* **FRAGMENTO DE TEXTO**:
-=-=-=-=-
La
invitación a vivir la Cuaresma, debe ser una llamada de esperanza para fijar
nuestra mirada en Cristo, en la Cruz; esperando con gozó el alborear de la
Resurrección, y caminando, confiando en la promesa, de que habremos, por su
Misericordia y Amor infinitos, de alcanzar la Jerusalén del Cielo, gloriosa y
resplandeciente. Contemplar al Dios de la Misericordia, al Dios que nos salva,
pero también, sin perder de vista, al Dios Justo que ha de venir al Final de la
Historia, lleno de Gracia y Majestad para recompensar al género humano.
Dios, es
infinitamente rico en Misericordia, y ella se manifiesta en que "al
cumplirse la plenitud de los Tiempos, envió a su Único Hijo, nacido de una Mujer,
nacido bajo la Ley, para rescatar a los que estábamos bajo la Ley, a fin de
hacernos Hijos suyos" (Gal. 4, 4), para que el tesoro de su Gracia, Sabiduría
y Prudencia, redundará en alabanza de su Santo Nombre.
Así mismo,
en la magnificencia de la Misericordia, la Justicia infinita de Dios, es
inseparable, en cuanto a que Dios mismo, no mira con una piedad permisiva al
Hombre. Le concede libertad, y según esa libertad, el Hombre debe ser juzgado.
-=-=-=-=-
Etiquetas de puntos de objetos:

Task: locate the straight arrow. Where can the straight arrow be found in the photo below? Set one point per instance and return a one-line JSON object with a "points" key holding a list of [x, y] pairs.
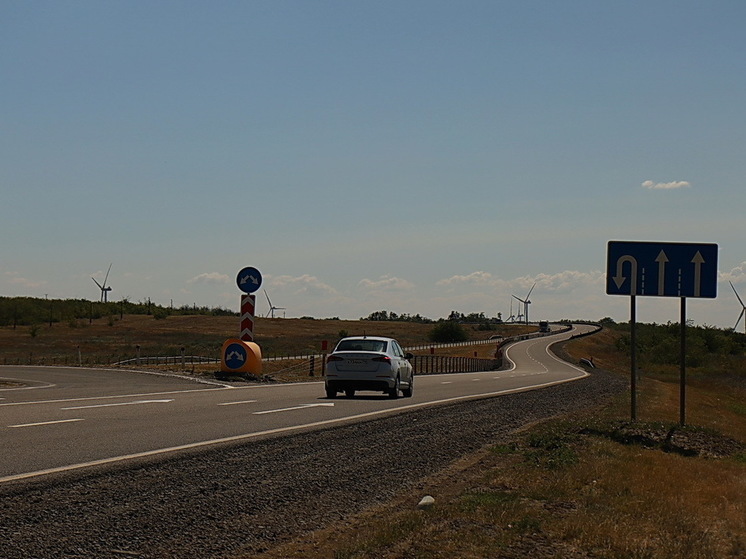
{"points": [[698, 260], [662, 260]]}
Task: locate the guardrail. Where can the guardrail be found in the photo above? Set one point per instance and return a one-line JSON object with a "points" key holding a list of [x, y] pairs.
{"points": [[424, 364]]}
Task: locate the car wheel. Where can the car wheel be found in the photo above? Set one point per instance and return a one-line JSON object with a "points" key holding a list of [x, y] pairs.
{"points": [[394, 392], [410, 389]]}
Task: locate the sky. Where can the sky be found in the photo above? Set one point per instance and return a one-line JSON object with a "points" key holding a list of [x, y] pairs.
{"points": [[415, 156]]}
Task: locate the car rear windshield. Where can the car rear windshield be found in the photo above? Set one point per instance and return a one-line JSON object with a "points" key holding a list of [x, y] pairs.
-=-=-=-=-
* **TAREAS OBLIGATORIAS**:
A. Según el texto sobre la Cuaresma, ¿en quién debe fijar nuestra mirada la invitación a vivir ese tiempo?
B. Continúa el texto sobre la Cuaresma a partir de su última oración.
Los registros no hacen falta para nada de lo que sigue.

* **RESPUESTAS A TAREAS**:
A. En Cristo, en la Cruz.

B.
No podemos decir temerariamente, que Dios no viene como Justo Juez, puesto que
la Misericordia también es justa, es gratuita, pero el Hombre debe consentirse
merecedor de ella en cuanto a sus acciones. El Pecador abre el pecho enamorado
del Padre en la medida que con humildad reconoce sus errores, y busca con rectitud
de conciencia la enmienda de ellos, más sin embargo, Dios no puede mostrar
Misericordia con aquella alma que no puede ver con humildad sus caídas y más
aun, pertinazmente se obstina a vivir sumergido en ellas.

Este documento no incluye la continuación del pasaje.